■ Recorded data ■
......
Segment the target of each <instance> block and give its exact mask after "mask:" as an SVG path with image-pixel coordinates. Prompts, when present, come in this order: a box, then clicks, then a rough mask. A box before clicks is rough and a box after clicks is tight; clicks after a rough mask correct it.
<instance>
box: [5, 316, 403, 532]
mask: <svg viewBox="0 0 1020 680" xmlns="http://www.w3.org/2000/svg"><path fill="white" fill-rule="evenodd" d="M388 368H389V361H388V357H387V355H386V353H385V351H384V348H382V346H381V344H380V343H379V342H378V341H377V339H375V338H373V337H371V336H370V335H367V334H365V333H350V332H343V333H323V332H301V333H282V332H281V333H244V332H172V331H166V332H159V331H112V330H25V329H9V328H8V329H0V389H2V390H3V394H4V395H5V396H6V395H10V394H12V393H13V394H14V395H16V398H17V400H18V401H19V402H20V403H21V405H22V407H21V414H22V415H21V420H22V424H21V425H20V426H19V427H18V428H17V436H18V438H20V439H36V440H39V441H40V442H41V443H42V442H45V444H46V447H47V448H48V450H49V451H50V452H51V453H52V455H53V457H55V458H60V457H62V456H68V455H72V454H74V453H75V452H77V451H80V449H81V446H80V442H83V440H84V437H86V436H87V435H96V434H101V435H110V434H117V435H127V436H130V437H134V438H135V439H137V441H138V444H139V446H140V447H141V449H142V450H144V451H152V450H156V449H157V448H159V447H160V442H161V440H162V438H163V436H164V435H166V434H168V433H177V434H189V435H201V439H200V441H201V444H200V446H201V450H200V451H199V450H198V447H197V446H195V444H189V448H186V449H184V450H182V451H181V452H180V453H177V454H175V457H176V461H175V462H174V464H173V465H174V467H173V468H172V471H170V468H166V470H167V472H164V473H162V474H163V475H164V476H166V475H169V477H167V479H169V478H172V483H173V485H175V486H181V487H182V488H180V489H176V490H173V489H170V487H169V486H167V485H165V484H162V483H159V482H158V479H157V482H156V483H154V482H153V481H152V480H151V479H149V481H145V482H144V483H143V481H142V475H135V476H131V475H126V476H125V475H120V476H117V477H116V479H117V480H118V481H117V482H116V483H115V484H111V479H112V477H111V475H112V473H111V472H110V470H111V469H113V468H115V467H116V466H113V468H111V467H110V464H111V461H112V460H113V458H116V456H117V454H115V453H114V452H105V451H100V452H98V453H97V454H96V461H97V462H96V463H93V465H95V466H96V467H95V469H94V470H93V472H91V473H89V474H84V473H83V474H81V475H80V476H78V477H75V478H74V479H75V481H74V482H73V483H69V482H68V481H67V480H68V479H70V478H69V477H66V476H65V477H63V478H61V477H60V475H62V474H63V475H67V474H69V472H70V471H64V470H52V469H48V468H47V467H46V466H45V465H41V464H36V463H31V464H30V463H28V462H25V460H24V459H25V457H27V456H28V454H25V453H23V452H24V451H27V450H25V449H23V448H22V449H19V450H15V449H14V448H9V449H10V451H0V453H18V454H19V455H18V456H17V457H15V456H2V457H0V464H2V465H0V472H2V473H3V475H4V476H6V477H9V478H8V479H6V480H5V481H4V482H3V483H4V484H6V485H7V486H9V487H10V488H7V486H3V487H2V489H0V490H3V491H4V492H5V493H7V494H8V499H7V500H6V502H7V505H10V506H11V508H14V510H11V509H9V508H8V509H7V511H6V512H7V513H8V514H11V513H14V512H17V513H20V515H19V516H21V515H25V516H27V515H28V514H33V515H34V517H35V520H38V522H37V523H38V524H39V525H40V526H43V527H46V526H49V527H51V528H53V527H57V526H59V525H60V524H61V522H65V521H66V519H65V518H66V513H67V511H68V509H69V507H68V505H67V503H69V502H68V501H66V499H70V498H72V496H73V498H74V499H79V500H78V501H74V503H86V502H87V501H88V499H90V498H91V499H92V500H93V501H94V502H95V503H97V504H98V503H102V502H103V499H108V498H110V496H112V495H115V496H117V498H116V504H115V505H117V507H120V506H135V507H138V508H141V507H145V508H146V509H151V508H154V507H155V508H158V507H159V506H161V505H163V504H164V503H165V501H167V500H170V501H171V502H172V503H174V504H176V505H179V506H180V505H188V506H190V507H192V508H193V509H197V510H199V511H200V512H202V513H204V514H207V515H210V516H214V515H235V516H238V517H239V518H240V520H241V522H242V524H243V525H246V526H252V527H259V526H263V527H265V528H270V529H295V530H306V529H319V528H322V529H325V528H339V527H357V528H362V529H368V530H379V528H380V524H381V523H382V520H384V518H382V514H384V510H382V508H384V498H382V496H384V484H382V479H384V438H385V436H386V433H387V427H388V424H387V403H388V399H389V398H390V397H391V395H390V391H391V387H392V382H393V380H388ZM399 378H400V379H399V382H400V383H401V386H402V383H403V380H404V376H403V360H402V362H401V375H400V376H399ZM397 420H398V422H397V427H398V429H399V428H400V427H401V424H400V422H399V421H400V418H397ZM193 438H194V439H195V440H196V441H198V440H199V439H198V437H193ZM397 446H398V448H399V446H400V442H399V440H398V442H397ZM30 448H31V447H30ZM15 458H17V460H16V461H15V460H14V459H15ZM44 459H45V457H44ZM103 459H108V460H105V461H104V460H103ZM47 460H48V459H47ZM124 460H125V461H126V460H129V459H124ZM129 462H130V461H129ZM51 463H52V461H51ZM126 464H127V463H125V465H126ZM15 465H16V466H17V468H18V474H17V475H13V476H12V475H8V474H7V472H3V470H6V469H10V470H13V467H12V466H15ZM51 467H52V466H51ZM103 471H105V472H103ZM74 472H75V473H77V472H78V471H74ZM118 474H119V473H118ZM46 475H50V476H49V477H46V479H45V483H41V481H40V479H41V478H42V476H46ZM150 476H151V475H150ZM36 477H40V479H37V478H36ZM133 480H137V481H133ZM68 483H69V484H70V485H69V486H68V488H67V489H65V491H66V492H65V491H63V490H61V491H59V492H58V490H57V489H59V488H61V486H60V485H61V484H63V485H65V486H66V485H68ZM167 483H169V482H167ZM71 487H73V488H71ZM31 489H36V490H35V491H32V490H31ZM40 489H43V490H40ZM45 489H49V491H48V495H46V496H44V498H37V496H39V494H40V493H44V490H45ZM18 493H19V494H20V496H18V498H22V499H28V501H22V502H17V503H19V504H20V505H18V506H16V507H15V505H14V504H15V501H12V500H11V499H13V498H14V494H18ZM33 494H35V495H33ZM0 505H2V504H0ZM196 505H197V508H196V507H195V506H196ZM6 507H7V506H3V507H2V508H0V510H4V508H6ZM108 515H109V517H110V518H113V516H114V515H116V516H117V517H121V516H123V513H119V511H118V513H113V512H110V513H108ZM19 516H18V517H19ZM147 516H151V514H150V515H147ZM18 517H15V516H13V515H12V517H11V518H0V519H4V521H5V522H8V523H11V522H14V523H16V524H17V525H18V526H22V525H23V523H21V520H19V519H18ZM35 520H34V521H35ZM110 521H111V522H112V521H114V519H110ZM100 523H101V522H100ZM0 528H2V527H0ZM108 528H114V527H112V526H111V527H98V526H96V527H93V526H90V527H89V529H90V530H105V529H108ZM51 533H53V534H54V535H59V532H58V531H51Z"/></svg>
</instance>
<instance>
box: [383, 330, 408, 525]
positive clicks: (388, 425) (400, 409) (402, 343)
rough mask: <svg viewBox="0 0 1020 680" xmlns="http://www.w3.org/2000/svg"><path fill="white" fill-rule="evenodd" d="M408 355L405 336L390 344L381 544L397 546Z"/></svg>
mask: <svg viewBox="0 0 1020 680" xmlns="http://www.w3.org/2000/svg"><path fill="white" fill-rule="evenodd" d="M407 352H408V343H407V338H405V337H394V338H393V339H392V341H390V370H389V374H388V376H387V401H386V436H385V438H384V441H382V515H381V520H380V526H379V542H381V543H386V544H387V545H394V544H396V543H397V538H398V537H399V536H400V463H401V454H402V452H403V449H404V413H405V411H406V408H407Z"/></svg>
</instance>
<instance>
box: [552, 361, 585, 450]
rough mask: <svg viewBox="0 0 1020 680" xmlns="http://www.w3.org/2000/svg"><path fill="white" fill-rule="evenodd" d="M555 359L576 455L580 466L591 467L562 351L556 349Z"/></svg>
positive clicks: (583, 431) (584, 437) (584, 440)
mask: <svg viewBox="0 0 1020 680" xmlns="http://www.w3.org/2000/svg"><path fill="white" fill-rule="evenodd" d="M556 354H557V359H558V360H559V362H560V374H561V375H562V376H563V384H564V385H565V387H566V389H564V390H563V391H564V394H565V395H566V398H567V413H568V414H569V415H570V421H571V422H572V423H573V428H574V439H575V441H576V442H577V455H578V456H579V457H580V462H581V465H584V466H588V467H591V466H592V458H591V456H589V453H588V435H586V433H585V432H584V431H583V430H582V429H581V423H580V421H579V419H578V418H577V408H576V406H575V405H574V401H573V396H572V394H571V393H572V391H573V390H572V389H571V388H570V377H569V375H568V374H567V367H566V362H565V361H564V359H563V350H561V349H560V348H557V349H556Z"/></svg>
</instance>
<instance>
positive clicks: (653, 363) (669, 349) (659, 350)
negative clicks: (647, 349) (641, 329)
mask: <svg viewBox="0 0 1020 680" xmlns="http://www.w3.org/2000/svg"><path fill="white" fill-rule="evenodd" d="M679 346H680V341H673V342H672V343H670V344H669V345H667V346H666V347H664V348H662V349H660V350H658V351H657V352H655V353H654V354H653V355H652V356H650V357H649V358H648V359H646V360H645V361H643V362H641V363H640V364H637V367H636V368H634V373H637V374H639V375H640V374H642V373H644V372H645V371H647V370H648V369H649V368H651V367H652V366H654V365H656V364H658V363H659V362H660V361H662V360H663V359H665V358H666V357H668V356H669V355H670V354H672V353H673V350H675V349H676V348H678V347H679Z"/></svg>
......
■ Prompt ■
Beginning with the line that has "box: [383, 330, 408, 525]" and ending with the line that has "box: [552, 361, 585, 450]", set down the lines above exactly and include no others.

■ Output below ■
box: [383, 330, 408, 525]
positive clicks: (388, 425) (400, 409) (402, 343)
rough mask: <svg viewBox="0 0 1020 680" xmlns="http://www.w3.org/2000/svg"><path fill="white" fill-rule="evenodd" d="M408 355L405 336L390 344L381 544L397 546Z"/></svg>
mask: <svg viewBox="0 0 1020 680" xmlns="http://www.w3.org/2000/svg"><path fill="white" fill-rule="evenodd" d="M407 352H408V343H407V338H405V337H394V338H393V339H392V341H390V370H389V374H388V376H387V401H386V436H385V438H384V441H382V515H381V520H380V526H379V542H381V543H386V544H387V545H394V544H396V543H397V538H398V537H399V536H400V463H401V454H402V452H403V449H404V413H405V411H406V408H407Z"/></svg>
</instance>
<instance>
box: [552, 361, 585, 450]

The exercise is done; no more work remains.